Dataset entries
++++
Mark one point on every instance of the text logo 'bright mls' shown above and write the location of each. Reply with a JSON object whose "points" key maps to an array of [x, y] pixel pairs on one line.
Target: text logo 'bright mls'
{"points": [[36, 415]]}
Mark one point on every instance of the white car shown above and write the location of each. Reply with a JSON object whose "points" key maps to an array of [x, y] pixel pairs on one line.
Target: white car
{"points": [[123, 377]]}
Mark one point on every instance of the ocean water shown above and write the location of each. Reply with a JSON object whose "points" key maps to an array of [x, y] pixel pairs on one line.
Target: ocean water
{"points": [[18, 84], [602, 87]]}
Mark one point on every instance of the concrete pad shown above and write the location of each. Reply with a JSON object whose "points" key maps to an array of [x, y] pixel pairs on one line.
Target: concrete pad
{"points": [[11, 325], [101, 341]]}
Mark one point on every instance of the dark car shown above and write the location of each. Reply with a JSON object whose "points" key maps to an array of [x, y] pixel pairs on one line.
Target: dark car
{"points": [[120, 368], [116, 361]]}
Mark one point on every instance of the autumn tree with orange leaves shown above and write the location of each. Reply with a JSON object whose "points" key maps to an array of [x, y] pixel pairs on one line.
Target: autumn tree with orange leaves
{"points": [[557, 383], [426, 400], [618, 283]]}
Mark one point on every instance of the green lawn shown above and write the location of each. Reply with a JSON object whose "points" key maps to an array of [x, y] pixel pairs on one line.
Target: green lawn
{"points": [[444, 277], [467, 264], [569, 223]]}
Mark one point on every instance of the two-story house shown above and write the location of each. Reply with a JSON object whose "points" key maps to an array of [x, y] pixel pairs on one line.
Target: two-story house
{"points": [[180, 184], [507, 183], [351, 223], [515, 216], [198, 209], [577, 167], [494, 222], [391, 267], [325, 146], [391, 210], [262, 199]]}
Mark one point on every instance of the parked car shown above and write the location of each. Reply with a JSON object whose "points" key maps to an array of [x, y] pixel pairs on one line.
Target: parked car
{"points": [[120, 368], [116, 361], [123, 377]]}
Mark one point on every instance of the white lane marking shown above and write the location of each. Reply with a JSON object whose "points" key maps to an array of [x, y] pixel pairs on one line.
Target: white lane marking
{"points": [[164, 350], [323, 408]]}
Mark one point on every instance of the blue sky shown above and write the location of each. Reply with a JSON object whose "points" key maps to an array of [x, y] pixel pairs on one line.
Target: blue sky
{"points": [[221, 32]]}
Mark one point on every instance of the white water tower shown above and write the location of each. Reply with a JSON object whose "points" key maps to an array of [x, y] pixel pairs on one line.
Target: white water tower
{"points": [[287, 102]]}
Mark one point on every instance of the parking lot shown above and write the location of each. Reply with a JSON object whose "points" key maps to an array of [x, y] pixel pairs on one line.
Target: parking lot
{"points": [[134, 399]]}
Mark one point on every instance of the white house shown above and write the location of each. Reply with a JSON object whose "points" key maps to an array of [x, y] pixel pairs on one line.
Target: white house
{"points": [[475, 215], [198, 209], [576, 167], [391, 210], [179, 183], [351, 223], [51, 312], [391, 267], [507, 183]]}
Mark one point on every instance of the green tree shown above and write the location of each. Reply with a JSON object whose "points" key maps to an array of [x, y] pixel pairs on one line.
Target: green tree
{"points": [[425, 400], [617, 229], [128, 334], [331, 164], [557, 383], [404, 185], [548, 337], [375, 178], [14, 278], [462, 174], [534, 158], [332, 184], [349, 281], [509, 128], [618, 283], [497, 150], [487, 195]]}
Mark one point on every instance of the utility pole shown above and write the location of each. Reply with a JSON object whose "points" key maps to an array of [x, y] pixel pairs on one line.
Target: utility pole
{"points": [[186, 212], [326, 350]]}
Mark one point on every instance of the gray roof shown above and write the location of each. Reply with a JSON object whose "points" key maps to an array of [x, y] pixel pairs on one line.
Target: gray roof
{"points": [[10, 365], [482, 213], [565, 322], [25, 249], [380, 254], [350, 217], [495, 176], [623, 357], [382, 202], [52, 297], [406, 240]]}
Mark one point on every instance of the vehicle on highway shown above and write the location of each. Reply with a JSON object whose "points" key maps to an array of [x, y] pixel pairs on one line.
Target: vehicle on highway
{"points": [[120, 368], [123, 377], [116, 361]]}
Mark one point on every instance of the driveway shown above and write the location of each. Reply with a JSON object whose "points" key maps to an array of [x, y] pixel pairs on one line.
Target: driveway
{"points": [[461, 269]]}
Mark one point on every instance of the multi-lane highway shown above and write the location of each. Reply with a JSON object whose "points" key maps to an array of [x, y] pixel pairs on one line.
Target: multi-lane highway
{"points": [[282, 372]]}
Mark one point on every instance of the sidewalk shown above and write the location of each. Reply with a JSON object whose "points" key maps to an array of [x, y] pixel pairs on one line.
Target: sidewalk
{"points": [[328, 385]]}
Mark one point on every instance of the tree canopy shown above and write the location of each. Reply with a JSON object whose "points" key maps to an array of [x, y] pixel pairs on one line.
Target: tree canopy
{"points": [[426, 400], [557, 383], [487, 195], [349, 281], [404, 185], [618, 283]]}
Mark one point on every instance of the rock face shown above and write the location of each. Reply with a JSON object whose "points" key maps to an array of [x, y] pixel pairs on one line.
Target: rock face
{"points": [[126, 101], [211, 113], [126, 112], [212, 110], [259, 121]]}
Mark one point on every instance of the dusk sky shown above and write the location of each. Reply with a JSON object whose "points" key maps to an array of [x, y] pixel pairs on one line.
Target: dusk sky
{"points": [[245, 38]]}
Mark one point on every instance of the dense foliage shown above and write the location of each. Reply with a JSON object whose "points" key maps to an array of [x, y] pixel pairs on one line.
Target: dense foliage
++++
All the records, from start to finish, are to be repeated exactly.

Mark one point on every instance of the text logo 'bright mls' shown above and write the location of each. Reply with a JSON object whose "points" key maps to an array of [x, y] pixel pairs on one line.
Target: text logo 'bright mls'
{"points": [[36, 415]]}
Mark one point on every instance of the white car shown above and write the location of each. Reply with a JSON object whose "points" key maps to an array of [x, y] pixel pairs on one line.
Target: white car
{"points": [[123, 377]]}
Mark one point on every instance of the ocean water shown above and write the location of each. Reply with a JSON object whose "points" key maps to an array of [x, y] pixel pairs on one line.
Target: ocean water
{"points": [[18, 84], [602, 87]]}
Mark one point on every instance of the concrete pad shown above and write the location of each. Reply with a JSON object whose "points" key maps to an array of [x, y] pixel pairs on one line.
Target: concrete pad
{"points": [[11, 325], [101, 341]]}
Mark one point on every instance of the dark car shown above and write the location of each. Reply with a JSON object whose "points" key maps to an array of [x, y] pixel pairs on one line.
Target: dark car
{"points": [[120, 368], [116, 361]]}
Mark one point on every instance of the autumn tree with orange leaves shown above and write the location of each. Reply with a JSON object whose "points" key maps to an array of [x, y] pixel pairs on one line.
Target: autumn tree with orange leaves
{"points": [[557, 383], [426, 400], [618, 283]]}
Mark one point on every instance of the green lawn shown above and write the location of each. Reply with a JSON object whose "points" key maps to an array of [x, y] pixel pairs on one line.
Target: green lawn
{"points": [[444, 277], [467, 264], [569, 223]]}
Mark one point on every instance of the two-story house shown above and write the location of each. Reply with a JSON object whose "points" key maps to an array of [x, y] pixel pairs on one line.
Target: two-story house
{"points": [[180, 184], [507, 183], [351, 223], [515, 216], [198, 209], [577, 167], [494, 222], [391, 267], [325, 146], [391, 210], [262, 199]]}
Mark one point on every instance of the parked car shown above and write the location of each. Reply with a JSON object whose "points" key maps to an array of [x, y] pixel pairs on one line.
Target: parked car
{"points": [[120, 368], [116, 361], [123, 377]]}
Mark one point on every instance of the white lane marking shown above and write the location of each. Reply with a JSON object whose "points" key maps to an array of [x, y] pixel pairs on one line.
Target: white lane marking
{"points": [[164, 350], [323, 408]]}
Mark one point on every instance of the blue sky shown above and write the location of each. Reply with a JSON object whose "points" key maps to an array of [x, y] pixel pairs on one line.
Target: blue sky
{"points": [[221, 32]]}
Mark one point on every instance of the white water tower shown above and write the location of each. Reply with a JSON object whose "points" key maps to an array of [x, y] pixel pairs on one line.
Target: white water tower
{"points": [[287, 102]]}
Mark one point on every instance of the parking lot shown above and write the location of each. Reply with a JSON object whose "points" key maps to an array of [x, y] pixel pairs on one line.
Target: parking lot
{"points": [[134, 399]]}
Mark one point on every instance of the white house shown above and write the location of each. Reply with a JSON object whose "points" key maps to an array of [x, y] pixel pairs on one line.
Target: white house
{"points": [[475, 215], [198, 209], [576, 167], [391, 210], [179, 183], [351, 223], [51, 312], [391, 267], [507, 183]]}
Mark one point on every instance of the green tree shown above and write the location of each. Reply with a JSON object whose "points" key maps to an array of [x, y] pixel pairs on one line.
Target: green tree
{"points": [[425, 400], [617, 229], [128, 334], [331, 164], [557, 383], [404, 185], [548, 337], [375, 178], [14, 278], [462, 174], [534, 158], [332, 184], [349, 281], [509, 128], [618, 283], [497, 150], [487, 195]]}
Mark one point on every instance of the utility pole shown above and write the location of each. Reply with a JSON object whose "points" key maps to an array of [x, y] pixel pairs on one line.
Target: utility pole
{"points": [[186, 212], [326, 350]]}
Mark one point on every instance of the gray roof shown above and write the location of each. Reply with a JSON object whose "points" key maps to an array of [x, y] pixel pairs on one line.
Target: gray roof
{"points": [[10, 365], [482, 213], [565, 322], [25, 249], [380, 254], [350, 217], [495, 176], [623, 357], [382, 202], [52, 297], [406, 240]]}
Mark one point on every instance of the vehicle on highway shown above and write the location of each. Reply with a JSON object whose "points" key maps to an array of [x, y] pixel pairs on one line.
Target: vehicle on highway
{"points": [[120, 368], [123, 377], [116, 361]]}
Mark one point on every instance of the driveway shown above and write the location of each. Reply with a JSON object whose "points" key maps to an array of [x, y] pixel pairs on one line.
Target: driveway
{"points": [[461, 269]]}
Mark one point on every instance of the multi-lane highway shown above and write the location of each. Reply with a JSON object whose "points" key maps to an array of [x, y] pixel pairs on one line.
Target: multi-lane highway
{"points": [[282, 372]]}
Mark one point on every instance of the sidewalk shown above and write the location of each. Reply with a JSON object whose "points" key maps to an array of [x, y] pixel pairs on one line.
Target: sidewalk
{"points": [[328, 385]]}
Mark one point on every instance of the tree canopy shown above and write the location of each. Reply with a JSON object whose "points" key maps to an array of [x, y] pixel pairs on one line.
Target: tree canopy
{"points": [[426, 400], [557, 383], [487, 195], [349, 281], [404, 185], [618, 283]]}
Mark one point on every instance of the rock face shown above and write the location of each. Reply with a JSON object whose "points" key maps to an array of [x, y] pixel pairs on one line.
Target: rock face
{"points": [[126, 101], [211, 113], [126, 112], [212, 110], [259, 121]]}
Mark one point on every instance of the dusk sky shown above and write the location of each. Reply with a JSON object whose "points" key maps to an array of [x, y] pixel pairs on one line.
Target: dusk sky
{"points": [[245, 38]]}
Mark one point on every instance of the dense foliage shown above and write the location of each. Reply with a JSON object whose "points" key maps to an array of [x, y] pixel pairs on one line.
Target: dense foliage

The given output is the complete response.